(Point labeling examples)
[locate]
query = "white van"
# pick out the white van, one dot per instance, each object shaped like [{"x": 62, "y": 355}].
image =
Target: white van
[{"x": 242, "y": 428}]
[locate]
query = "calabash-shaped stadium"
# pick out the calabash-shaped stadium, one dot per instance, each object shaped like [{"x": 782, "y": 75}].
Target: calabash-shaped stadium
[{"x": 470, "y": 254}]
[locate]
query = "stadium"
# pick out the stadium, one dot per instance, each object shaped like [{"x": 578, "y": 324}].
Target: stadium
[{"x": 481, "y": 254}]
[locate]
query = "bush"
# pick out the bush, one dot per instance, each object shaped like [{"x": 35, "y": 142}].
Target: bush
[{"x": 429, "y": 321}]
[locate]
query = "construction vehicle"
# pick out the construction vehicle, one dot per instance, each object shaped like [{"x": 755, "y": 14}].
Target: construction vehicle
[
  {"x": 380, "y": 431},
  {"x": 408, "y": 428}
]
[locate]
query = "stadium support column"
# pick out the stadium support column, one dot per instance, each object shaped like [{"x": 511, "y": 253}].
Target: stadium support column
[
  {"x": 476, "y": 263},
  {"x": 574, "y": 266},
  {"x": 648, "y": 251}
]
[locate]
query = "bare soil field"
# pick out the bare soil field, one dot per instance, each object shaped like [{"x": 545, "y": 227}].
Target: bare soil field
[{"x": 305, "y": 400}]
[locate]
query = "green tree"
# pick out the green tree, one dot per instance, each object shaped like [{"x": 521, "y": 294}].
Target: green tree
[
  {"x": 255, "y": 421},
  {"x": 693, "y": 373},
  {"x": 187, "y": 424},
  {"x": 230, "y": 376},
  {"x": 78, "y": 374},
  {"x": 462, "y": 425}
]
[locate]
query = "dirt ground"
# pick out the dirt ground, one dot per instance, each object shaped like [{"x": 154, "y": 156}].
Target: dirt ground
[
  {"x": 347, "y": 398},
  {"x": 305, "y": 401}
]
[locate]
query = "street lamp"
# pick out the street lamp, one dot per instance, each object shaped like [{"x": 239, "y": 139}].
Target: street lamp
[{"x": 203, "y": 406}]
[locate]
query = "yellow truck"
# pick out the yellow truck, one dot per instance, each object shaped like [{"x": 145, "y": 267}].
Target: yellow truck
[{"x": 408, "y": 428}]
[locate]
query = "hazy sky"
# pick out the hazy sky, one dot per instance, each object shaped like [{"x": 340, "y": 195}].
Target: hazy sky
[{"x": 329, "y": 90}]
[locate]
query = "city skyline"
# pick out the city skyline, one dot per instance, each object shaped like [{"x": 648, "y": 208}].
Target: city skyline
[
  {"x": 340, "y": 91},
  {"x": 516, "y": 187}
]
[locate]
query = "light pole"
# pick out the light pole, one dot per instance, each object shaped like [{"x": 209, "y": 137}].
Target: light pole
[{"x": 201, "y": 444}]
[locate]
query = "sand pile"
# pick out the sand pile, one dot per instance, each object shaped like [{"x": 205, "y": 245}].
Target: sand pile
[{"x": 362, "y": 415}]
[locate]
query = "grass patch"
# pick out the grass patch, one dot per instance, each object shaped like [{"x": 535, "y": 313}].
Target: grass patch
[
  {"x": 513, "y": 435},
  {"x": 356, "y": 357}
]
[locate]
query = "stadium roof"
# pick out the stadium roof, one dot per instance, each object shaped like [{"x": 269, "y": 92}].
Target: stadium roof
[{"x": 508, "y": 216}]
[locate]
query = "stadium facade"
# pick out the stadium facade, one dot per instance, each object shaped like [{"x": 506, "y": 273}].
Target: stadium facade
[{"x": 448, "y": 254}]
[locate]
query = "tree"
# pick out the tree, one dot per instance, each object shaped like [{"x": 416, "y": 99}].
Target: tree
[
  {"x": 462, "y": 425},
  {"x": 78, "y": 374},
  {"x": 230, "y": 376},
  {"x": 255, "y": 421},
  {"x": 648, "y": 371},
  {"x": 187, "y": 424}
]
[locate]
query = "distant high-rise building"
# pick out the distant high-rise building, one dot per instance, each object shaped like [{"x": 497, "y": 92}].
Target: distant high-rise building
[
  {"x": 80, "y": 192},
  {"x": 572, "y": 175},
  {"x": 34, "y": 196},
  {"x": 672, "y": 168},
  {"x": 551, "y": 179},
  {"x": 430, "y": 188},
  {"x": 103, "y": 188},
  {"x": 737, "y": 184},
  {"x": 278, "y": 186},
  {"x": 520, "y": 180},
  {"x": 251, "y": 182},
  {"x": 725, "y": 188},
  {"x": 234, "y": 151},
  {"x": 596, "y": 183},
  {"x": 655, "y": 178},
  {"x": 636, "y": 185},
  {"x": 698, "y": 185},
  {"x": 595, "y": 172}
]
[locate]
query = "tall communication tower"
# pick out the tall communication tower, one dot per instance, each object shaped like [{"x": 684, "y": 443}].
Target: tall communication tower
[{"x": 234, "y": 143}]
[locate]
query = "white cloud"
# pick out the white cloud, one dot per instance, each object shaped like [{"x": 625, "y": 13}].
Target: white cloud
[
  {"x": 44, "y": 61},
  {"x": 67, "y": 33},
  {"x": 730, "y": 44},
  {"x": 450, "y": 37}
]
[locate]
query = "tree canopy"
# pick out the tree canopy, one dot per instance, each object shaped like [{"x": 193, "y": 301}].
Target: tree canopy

**Task to carry out**
Your task is to output the full set of records exactly as presented.

**Result for this task**
[locate]
query = "white van"
# pick out the white van, one dot per instance, each object shaped like [{"x": 62, "y": 355}].
image =
Target: white van
[{"x": 242, "y": 428}]
[locate]
query = "calabash-shaped stadium"
# pick out the calabash-shaped stadium, one dot per instance, each object shaped like [{"x": 782, "y": 75}].
Target: calabash-shaped stadium
[{"x": 470, "y": 254}]
[locate]
query = "stadium"
# pick out the stadium, one dot per instance, each object shaped like [{"x": 578, "y": 324}].
Target: stadium
[{"x": 481, "y": 254}]
[locate]
query = "bush"
# pick out the bush, one dot per instance, each object shaped like [{"x": 35, "y": 142}].
Target: bush
[{"x": 429, "y": 321}]
[locate]
query = "construction vehicle"
# pick out the construction vehicle, one dot per instance, each object shaped like [{"x": 755, "y": 14}].
Target: construction vehicle
[
  {"x": 380, "y": 431},
  {"x": 408, "y": 428}
]
[locate]
query = "stadium support column"
# pick out the stadium support column, one dot per instance, each object shaped like [{"x": 511, "y": 253}].
Target: stadium support column
[
  {"x": 476, "y": 263},
  {"x": 574, "y": 266},
  {"x": 648, "y": 251}
]
[locate]
query = "bare soil field"
# pick out the bare soil field, one dot per instance, each object shaped like [{"x": 545, "y": 227}].
Target: bare soil field
[{"x": 305, "y": 400}]
[locate]
query = "green tree"
# pick out the green tree, one dot per instance, each object shaped like [{"x": 521, "y": 294}].
Target: green tree
[
  {"x": 255, "y": 421},
  {"x": 693, "y": 373},
  {"x": 187, "y": 424},
  {"x": 230, "y": 376},
  {"x": 78, "y": 374},
  {"x": 462, "y": 425}
]
[locate]
query = "dirt ground"
# pick out the dirt ground, one dot per instance, each object shaped like [{"x": 154, "y": 156}].
Target: dirt ground
[
  {"x": 347, "y": 398},
  {"x": 305, "y": 401}
]
[locate]
query = "street lamp"
# pick out the street lamp, one dot per instance, each object shaped like [{"x": 239, "y": 139}].
Target: street lamp
[{"x": 203, "y": 406}]
[locate]
query = "yellow truck"
# pick out the yellow truck, one dot per instance, each object shaped like [{"x": 145, "y": 267}].
Target: yellow truck
[{"x": 408, "y": 428}]
[locate]
query = "hazy sky"
# pick out the hazy sky, one dot per instance, each object shaped like [{"x": 340, "y": 195}].
Target: hazy sky
[{"x": 329, "y": 90}]
[locate]
query = "city skyline"
# pick out the city skyline, one dot per instance, each object shaped like [{"x": 648, "y": 208}].
Target: city skyline
[
  {"x": 340, "y": 91},
  {"x": 516, "y": 187}
]
[locate]
query = "light pole"
# pick out the light pole, one dot per instance, each object shaped like [{"x": 209, "y": 137}].
Target: light pole
[{"x": 201, "y": 444}]
[locate]
query = "sand pile"
# pick out the sand pile, one dot per instance, each object shaped like [{"x": 205, "y": 245}].
Target: sand pile
[{"x": 362, "y": 415}]
[locate]
query = "grass patch"
# pick out the grass patch, one dot per instance, each object shaped like [{"x": 535, "y": 313}].
Target: grass patch
[
  {"x": 513, "y": 435},
  {"x": 356, "y": 357}
]
[locate]
query = "stadium roof"
# pick out the stadium roof, one dot per instance, each object shaped like [{"x": 269, "y": 92}].
Target: stadium roof
[{"x": 508, "y": 216}]
[locate]
query = "stadium facade"
# pick out the stadium facade, one dot per instance, each object shaped like [{"x": 506, "y": 273}].
Target: stadium facade
[{"x": 448, "y": 254}]
[locate]
query = "tree"
# pick out the tree, one dot per instance, each object shaped like [{"x": 416, "y": 99}].
Target: tree
[
  {"x": 462, "y": 425},
  {"x": 78, "y": 374},
  {"x": 230, "y": 376},
  {"x": 255, "y": 421},
  {"x": 648, "y": 371},
  {"x": 187, "y": 424}
]
[locate]
query = "distant high-rise building"
# pick out the distant high-rise building, one dot per instance, each object shaped like [{"x": 497, "y": 92}].
Target: distant high-rise building
[
  {"x": 80, "y": 192},
  {"x": 572, "y": 175},
  {"x": 34, "y": 196},
  {"x": 672, "y": 168},
  {"x": 551, "y": 179},
  {"x": 430, "y": 188},
  {"x": 103, "y": 188},
  {"x": 737, "y": 184},
  {"x": 278, "y": 186},
  {"x": 520, "y": 180},
  {"x": 251, "y": 182},
  {"x": 725, "y": 188},
  {"x": 234, "y": 151},
  {"x": 596, "y": 183},
  {"x": 655, "y": 178},
  {"x": 636, "y": 185},
  {"x": 698, "y": 185},
  {"x": 595, "y": 172}
]
[locate]
query = "tall communication tower"
# pick out the tall communication tower, one dot per instance, each object shaped like [{"x": 684, "y": 443}].
Target: tall communication tower
[{"x": 234, "y": 143}]
[locate]
query = "white cloud"
# pick out the white cloud, one dot per instance, each object shaped like [{"x": 625, "y": 13}].
Target: white cloud
[
  {"x": 44, "y": 61},
  {"x": 67, "y": 33},
  {"x": 730, "y": 44},
  {"x": 450, "y": 37}
]
[locate]
query = "tree canopy"
# pick out the tree canopy, one dot per instance, each object shaped like [{"x": 193, "y": 301}].
Target: tree canopy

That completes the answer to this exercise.